» Actions to take:
(1) Swap "glowing light bulb" for "lit bulb" in the entries, from the line with "Can you find the blonde" up to and including the end of the entries. Reproduce those lines with every other detail untouched.
(2) Pick up the guide to building a SQLite star schema where it stops.

» Passage given:

[START]

# Creating SQL data base using SQLLit

Simple Data warehousing done with SQLlit. It's not typically used for large-scale data warehousing like Snowflake, but it can be useful for small to medium-sized datasets, prototyping, or educational purposes, because  SQLite's nature as a lightweight, file-based database system.

### Step1 : Importing necessary library:

In [1]:
import sqlite3
import pandas as pd

### Step 2: Creating the 3 sample Dim tables and 1 Fact table to create star schema 

-Dim table 1 --> date table <br>
-Dim table 2 --> Product table<br>
-Dim table 3 --> Store table

-Fact table -->Sales_fact table

 IF NOt fuction is used to check the table already created.

Fcat table is the main table hold infromation about all the dim table. <br>
(Note: It's basic table formation can be modified based no needs by adding extra tables, assignee respective data types and filed names)

[END]

[Object location labeling data]
[START]

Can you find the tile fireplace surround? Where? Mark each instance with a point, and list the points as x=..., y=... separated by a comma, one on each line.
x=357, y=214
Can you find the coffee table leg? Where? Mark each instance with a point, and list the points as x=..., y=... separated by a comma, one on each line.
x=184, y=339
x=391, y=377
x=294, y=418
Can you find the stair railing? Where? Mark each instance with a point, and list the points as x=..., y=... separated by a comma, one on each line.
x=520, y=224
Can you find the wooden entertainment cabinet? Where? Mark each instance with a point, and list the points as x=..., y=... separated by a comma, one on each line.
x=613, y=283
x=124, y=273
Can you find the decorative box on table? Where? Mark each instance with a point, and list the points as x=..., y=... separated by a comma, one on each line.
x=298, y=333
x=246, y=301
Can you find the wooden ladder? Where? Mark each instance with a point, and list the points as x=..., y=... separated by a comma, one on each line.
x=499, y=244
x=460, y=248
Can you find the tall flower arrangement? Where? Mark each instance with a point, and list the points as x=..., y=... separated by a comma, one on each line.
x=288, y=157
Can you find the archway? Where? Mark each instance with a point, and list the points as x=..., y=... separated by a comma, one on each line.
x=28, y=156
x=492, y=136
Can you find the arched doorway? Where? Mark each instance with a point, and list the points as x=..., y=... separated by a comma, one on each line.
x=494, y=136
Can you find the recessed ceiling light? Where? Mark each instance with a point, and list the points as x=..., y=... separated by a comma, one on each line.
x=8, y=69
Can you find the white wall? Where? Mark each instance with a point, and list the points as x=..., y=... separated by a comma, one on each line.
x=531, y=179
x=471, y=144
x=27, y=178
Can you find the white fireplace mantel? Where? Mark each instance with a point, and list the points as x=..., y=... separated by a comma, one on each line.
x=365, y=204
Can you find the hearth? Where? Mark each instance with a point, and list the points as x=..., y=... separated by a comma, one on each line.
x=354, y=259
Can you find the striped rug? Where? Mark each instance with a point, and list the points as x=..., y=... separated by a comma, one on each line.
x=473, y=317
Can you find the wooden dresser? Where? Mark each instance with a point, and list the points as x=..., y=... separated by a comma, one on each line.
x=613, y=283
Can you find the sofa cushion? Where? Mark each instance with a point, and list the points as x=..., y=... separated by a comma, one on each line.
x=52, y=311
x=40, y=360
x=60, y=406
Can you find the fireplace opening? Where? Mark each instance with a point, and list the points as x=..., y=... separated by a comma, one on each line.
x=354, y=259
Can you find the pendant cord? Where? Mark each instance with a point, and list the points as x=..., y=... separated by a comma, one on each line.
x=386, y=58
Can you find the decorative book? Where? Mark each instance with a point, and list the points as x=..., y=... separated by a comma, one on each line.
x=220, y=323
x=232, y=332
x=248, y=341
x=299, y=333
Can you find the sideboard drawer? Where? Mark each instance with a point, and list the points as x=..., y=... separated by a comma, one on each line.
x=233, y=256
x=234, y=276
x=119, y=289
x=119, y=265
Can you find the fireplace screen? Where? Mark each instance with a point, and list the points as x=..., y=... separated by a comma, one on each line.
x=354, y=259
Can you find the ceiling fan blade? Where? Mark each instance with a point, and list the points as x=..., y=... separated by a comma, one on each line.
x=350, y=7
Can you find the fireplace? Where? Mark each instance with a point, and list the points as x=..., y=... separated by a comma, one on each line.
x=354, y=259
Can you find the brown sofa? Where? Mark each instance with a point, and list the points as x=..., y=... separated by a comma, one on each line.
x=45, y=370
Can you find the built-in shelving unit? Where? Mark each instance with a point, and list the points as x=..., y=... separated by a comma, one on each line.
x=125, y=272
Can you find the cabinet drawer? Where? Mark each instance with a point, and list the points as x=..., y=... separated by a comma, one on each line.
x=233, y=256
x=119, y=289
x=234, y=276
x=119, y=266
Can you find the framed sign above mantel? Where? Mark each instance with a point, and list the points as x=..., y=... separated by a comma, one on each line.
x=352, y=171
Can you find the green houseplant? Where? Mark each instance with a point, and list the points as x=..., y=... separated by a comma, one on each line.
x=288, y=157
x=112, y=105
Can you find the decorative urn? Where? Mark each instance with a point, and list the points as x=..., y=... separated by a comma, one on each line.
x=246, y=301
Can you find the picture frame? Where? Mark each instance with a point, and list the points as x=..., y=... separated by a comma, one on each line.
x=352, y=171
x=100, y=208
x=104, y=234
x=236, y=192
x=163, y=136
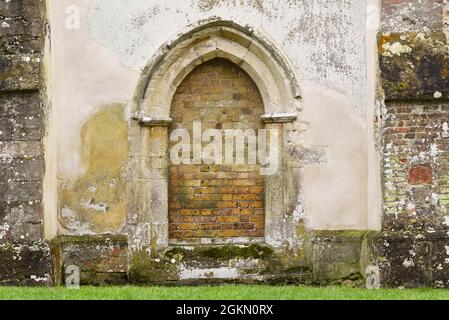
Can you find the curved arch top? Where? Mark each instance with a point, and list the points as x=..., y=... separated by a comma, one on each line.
x=254, y=53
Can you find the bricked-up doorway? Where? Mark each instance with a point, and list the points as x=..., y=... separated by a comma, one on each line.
x=218, y=202
x=149, y=191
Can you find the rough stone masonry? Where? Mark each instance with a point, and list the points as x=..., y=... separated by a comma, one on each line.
x=362, y=112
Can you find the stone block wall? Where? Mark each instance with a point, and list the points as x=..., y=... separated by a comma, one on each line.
x=24, y=256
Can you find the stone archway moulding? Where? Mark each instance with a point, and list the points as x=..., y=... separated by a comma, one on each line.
x=278, y=86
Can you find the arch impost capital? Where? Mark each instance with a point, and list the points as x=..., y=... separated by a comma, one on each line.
x=149, y=121
x=279, y=117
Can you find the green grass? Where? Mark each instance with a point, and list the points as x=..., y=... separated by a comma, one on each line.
x=227, y=292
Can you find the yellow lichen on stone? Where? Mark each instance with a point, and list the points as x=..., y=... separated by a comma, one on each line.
x=97, y=201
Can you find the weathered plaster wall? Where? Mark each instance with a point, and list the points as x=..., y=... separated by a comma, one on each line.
x=324, y=40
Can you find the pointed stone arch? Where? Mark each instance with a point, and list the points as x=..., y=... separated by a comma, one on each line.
x=279, y=89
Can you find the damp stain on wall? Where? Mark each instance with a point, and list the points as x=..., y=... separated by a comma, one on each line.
x=96, y=203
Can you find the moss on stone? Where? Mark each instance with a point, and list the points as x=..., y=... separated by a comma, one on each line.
x=97, y=201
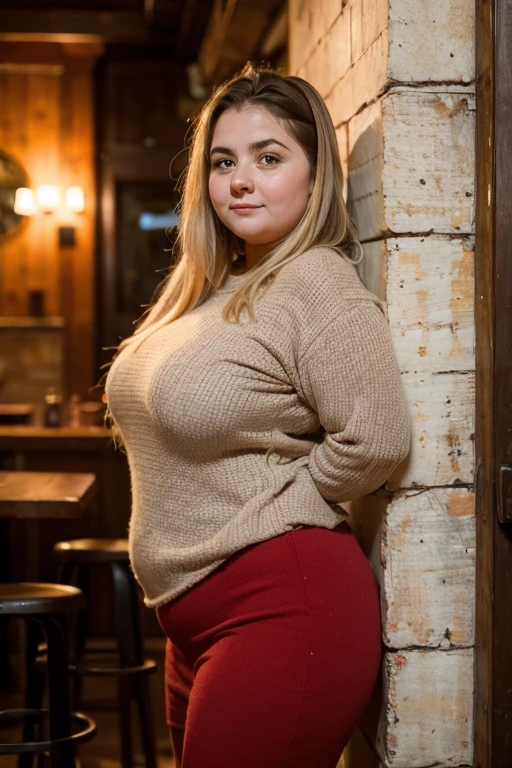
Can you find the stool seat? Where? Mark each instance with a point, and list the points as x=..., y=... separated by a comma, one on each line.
x=27, y=598
x=45, y=607
x=128, y=664
x=93, y=550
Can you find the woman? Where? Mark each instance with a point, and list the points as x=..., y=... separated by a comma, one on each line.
x=250, y=404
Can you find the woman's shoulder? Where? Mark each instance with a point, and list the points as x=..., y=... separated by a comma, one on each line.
x=324, y=273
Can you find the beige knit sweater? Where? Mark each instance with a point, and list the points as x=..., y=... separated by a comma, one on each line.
x=239, y=432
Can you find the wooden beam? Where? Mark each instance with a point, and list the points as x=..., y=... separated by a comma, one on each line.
x=233, y=36
x=486, y=523
x=111, y=26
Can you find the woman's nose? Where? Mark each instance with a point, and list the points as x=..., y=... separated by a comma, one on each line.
x=241, y=182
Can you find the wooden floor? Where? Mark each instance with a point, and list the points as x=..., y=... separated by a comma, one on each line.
x=103, y=751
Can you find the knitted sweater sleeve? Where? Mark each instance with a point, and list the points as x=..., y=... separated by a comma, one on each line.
x=350, y=377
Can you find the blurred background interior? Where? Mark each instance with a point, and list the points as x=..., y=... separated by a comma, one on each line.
x=96, y=97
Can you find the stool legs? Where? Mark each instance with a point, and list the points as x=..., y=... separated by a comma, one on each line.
x=55, y=630
x=129, y=633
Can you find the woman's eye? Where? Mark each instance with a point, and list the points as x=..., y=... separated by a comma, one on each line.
x=222, y=163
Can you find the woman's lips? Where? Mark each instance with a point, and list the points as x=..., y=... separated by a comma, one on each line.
x=245, y=208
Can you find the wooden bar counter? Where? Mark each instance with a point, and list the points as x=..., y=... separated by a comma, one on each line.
x=65, y=449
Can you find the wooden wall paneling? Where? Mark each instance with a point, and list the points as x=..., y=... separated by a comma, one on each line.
x=484, y=320
x=13, y=140
x=77, y=263
x=43, y=156
x=47, y=124
x=502, y=551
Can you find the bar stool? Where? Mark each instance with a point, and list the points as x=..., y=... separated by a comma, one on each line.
x=129, y=666
x=47, y=605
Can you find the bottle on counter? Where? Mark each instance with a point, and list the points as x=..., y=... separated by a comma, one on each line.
x=52, y=409
x=74, y=411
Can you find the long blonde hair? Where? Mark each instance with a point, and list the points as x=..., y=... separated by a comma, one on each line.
x=206, y=247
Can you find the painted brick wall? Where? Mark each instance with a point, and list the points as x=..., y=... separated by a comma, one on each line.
x=398, y=78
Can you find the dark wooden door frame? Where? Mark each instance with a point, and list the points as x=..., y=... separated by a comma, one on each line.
x=493, y=700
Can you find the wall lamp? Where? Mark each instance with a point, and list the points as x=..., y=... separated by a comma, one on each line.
x=46, y=199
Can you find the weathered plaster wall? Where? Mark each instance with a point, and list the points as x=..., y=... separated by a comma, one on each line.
x=397, y=76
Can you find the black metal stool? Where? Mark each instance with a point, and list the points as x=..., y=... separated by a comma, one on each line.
x=129, y=666
x=47, y=605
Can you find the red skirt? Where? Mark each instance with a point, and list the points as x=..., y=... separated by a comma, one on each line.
x=272, y=658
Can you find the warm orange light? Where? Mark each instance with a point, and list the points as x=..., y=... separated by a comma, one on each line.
x=75, y=199
x=48, y=198
x=24, y=202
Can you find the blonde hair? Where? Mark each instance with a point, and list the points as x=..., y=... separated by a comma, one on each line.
x=206, y=247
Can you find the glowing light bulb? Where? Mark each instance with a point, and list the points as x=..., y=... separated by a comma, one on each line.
x=24, y=204
x=75, y=199
x=48, y=198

[END]

» Responses to the tasks:
(1)
Can you find the blonde hair? Where? Mark each instance with a point, and list the points as x=..., y=... separated by a comma, one on each line.
x=206, y=247
Can you find the lit bulb? Where? Mark each instance with a point, and list the points as x=..., y=... separated by a comma, one on each line.
x=24, y=204
x=75, y=199
x=48, y=198

(2)
In [None]:
def create_tables(conn):
    cursor = conn.cursor()
    cursor.execute("""
    CREATE TABLE IF NOT EXISTS date_dim (
        date_id INTEGER PRIMARY KEY,
        date TEXT,
        month TEXT,
        quarter TEXT,
        year INTEGER
    );
    """)
    cursor.execute("""
    CREATE TABLE IF NOT EXISTS product_dim (
        product_id INTEGER PRIMARY KEY,
        product_name TEXT,
        category TEXT,
        price REAL
    );
    """)
    cursor.execute("""
    CREATE TABLE IF NOT EXISTS store_dim (
        store_id INTEGER PRIMARY KEY,
        store_name TEXT,
        location TEXT,
        manager TEXT
    );
    """)
    cursor.execute("""
    CREATE TABLE IF NOT EXISTS sales_fact (
        sales_id INTEGER PRIMARY KEY,
        date_id INTEGER,
        product_id INTEGER,
        store_id INTEGER,
        quantity_sold INTEGER,
        sales_amount REAL,
        FOREIGN KEY (date_id) REFERENCES date_dim(date_id),
        FOREIGN KEY (product_id) REFERENCES product_dim(product_id),
        FOREIGN KEY (store_id) REFERENCES store_dim(store_id)
    );
    """)
    conn.commit()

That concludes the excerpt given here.